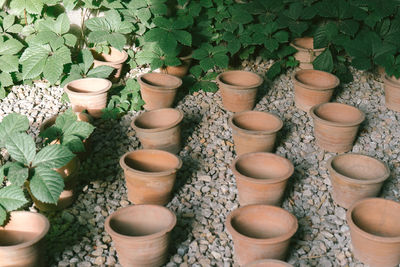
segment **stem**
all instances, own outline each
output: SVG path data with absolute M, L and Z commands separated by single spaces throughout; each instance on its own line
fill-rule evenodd
M 26 8 L 24 8 L 25 25 L 28 25 L 28 17 L 26 16 Z

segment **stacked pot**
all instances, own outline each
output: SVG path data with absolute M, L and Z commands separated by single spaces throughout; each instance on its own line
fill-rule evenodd
M 296 60 L 299 61 L 299 69 L 313 69 L 314 59 L 324 52 L 325 48 L 314 48 L 314 38 L 302 37 L 296 38 L 290 44 L 297 52 L 294 54 Z

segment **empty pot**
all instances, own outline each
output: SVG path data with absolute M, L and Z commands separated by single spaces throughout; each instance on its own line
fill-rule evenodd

--------------------

### [Task instructions]
Look through the records for the word "segment". Every line that has it should be copied.

### [Solution to this problem]
segment **stem**
segment **stacked pot**
segment **empty pot**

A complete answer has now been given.